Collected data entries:
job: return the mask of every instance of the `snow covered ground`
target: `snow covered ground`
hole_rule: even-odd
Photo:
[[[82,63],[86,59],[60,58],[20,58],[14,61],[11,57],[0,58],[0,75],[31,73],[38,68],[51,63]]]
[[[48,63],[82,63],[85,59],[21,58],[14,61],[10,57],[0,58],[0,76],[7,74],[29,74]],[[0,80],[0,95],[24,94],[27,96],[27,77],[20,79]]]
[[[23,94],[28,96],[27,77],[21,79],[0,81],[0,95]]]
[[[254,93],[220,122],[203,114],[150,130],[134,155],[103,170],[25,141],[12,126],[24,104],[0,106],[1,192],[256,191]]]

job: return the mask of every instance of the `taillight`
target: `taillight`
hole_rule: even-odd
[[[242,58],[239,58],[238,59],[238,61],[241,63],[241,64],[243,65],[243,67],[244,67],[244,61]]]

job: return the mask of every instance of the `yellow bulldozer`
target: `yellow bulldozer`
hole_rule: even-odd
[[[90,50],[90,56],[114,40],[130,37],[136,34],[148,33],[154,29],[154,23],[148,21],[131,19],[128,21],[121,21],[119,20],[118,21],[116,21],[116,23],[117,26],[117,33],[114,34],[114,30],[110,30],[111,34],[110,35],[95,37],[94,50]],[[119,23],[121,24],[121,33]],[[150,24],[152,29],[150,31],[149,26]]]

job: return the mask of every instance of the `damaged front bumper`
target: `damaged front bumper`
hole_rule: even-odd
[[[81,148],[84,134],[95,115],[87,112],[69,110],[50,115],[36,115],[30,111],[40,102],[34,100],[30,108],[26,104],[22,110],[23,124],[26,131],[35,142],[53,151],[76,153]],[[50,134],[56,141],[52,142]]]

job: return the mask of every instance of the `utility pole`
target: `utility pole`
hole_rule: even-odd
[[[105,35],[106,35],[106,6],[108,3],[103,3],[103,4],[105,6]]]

YOUR OBJECTIVE:
Rewrite the lines from the beginning up to and including the line with "[[[23,94],[28,96],[27,77],[21,79],[0,81],[0,95]]]". Copy every line in that span, and increase each polygon vertex coordinate by 114 while keeping the rest of the text unchanged.

WRITTEN SOLUTION:
job: return the mask of every instance of the `snow covered ground`
target: `snow covered ground`
hole_rule: even-odd
Photo:
[[[196,177],[200,173],[174,172],[134,172],[128,175],[125,171],[114,172],[114,189],[145,187],[152,182],[165,177]]]
[[[162,177],[196,177],[199,173],[135,172],[128,175],[124,171],[114,172],[114,190],[121,188],[143,188]],[[114,194],[114,209],[138,208],[141,210],[141,191],[134,193]]]
[[[137,208],[142,210],[141,191],[135,193],[114,195],[114,209]]]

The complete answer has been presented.